Exercise prompt: Collect every line of the records below that contains the word "white".

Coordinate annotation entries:
■ ■ ■ ■ ■

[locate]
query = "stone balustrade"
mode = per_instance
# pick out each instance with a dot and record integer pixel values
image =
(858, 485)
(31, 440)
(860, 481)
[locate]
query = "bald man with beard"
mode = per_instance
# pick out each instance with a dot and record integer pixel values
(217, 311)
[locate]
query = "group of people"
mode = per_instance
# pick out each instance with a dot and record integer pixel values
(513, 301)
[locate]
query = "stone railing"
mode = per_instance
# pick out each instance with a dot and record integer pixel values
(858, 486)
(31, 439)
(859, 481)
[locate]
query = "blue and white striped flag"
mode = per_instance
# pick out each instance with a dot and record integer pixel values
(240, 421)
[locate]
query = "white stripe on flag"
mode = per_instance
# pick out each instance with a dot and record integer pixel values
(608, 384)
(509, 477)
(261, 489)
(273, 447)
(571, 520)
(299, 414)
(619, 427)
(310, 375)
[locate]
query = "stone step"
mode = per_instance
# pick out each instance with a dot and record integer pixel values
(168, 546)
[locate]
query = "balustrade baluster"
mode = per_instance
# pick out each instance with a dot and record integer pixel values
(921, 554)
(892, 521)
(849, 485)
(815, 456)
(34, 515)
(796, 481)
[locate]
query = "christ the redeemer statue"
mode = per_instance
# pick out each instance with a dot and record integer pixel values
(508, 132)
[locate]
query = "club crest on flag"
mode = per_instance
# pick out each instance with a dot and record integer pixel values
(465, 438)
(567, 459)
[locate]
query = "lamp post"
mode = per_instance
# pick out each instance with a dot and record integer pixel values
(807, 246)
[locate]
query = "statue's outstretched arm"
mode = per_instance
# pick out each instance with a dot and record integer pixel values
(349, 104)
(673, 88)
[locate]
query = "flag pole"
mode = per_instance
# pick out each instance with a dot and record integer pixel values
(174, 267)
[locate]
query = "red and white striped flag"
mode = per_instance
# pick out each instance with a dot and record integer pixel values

■ ■ ■ ■ ■

Written answer:
query = "blue and white striped flag"
query = "white stripe on flag"
query = "red and white striped flag"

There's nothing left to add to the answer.